Problem set »
(1) Quote the passage of the text on optical receptacle modules starting at "Further, Japanese Unexamined" and ending at "is time consuming.".
(2) Using the text on optical receptacle modules, answer the following:
(a) Which optical transceiver is named for 2.5 Gbps?
(b) What does the Kuhara et al. publication disclose?
(c) According to the text, why are the leads extending from the CAN usually cut?
** Begin Text **
2. Description of Related Art
In recent year, with the popularization of the Internet and Intranet and with an increase in capacity of communication data, optical communication networks have been developed. In particular, high-speed optical communications using optical fibers have rapidly penetrated the market not only as Fiber To The Home (FTTH) but also as Gigabit Ethernet® (GbE) and 10 Gigabit Ethernet (10GbE) in the data storage field.
In the optical fiber communications, optical transceivers are employed. For example, Small Form factor Pluggable (SFP) for 2.5 Gbps (Giga bits per second), and XENPAK, XFP, and the like for 10 Gbps are used as optical transceivers. In each of the optical transceivers, an optical receptacle module for insertion and removal of an optical connector plug is incorporated.
Examples of the optical receptacle module used for the optical transceivers include a Transmitter Optical Sub-Assembly (TOSA) incorporating a light emitting element, and a Receiver Optical Sub-Assembly (ROSA) incorporating a light receiving element. The TOSA may include a light emitting element provided in a CAN package, and the ROSA may include a light receiving element provided in a CAN package.
In the TOSA/ROSA using a CAN as a basic platform, leads extending from the CAN are usually inserted into a jig or the like to establish electrical conduction in a manufacturing/screening process. Further, in a process of mounting the TOSA/ROSA in an optical transceiver, the TOSA/ROSA is usually mounted such that the leads of the TOSA/ROSA, which extend from the CAN, are inserted into through-holes formed in a printed circuit board having a control IC and the like mounted thereon. Furthermore, the leads extending from the CAN are usually cut to adjust the lengths of the leads because the leads are directly fixed to the printed circuit board with solder.
Though automation is applied to a part of those processes, many processes are performed manually. As a result, there arises a problem of an increase in time required for the step of inserting the leads of the CAN into the holes of the jig and for the step of cutting the leads. Further, there arises another problem in that the CAN is damaged when the leads of the CAN are inserted into the holes of the jig by force.
Japanese Unexamined Patent Application Publication No. 61-158165 (Inoue et al.) discloses a lead shaping method in which leads of a CAN are inserted into holes, thereby shaping the leads. The technique disclosed in Inoue et al. is intended for shaping leads of a CAN, but the step of “passing leads through holes” is required.
Referring now to
In the technique disclosed in Inoue et al., the pitch between leads 1 is adjusted within an allowable value by using a retaining plate 11, and then the leads 1 are inserted into the shaping block jig 20, thereby correcting a local deformation.
Further, Japanese Unexamined Patent Application Publication No. 2003-329892 (Kuhara et al.) discloses a coaxial optical module having leads with different lengths.
SUMMARYThe present inventors have found a problem that in the CAN serving as a basic platform of the TOSA/ROSA, the leads may be deformed during the manufacturing/screening process. In this case, as described above, even when the holes each having the tapered shape for “guiding” is formed in the jig, all the leads cannot be inserted into the holes smoothly, which may damage the CAN itself. Though it is possible to correct the deformation of the leads 1 in advance, the number of processes increases and the manufacturing/screening process is time consuming.
** End Text **
** Begin Excerpted data **
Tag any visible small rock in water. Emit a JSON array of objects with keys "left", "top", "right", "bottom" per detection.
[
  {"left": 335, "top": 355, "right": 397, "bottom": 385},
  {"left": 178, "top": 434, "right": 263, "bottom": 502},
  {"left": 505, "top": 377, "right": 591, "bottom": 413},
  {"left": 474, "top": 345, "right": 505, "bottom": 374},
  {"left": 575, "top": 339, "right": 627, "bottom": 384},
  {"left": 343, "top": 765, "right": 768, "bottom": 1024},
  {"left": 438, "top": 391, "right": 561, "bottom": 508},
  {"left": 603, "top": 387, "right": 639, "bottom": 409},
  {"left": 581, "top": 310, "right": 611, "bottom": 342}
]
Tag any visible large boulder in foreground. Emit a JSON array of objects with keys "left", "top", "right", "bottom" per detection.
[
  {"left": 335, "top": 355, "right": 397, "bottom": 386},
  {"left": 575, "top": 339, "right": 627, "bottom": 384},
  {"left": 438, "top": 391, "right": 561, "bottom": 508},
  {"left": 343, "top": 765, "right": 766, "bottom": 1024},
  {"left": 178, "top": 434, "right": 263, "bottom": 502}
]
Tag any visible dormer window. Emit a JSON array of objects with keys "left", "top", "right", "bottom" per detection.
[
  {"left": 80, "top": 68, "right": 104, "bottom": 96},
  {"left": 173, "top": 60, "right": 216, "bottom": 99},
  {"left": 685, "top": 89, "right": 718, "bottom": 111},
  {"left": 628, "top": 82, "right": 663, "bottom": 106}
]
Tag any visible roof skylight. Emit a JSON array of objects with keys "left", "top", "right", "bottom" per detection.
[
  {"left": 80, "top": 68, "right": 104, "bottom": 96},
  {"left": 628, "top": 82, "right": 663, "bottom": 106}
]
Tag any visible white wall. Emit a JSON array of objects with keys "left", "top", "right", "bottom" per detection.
** End Excerpted data **
Answers for the tasks »
(1)
Further, Japanese Unexamined Patent Application Publication No. 2003-329892 (Kuhara et al.) discloses a coaxial optical module having leads with different lengths.
SUMMARYThe present inventors have found a problem that in the CAN serving as a basic platform of the TOSA/ROSA, the leads may be deformed during the manufacturing/screening process. In this case, as described above, even when the holes each having the tapered shape for “guiding” is formed in the jig, all the leads cannot be inserted into the holes smoothly, which may damage the CAN itself. Though it is possible to correct the deformation of the leads 1 in advance, the number of processes increases and the manufacturing/screening process is time consuming.

(2)
(a) Small Form factor Pluggable (SFP).
(b) A coaxial optical module having leads with different lengths.
(c) They are cut to adjust their lengths, because the leads are directly fixed to the printed circuit board with solder.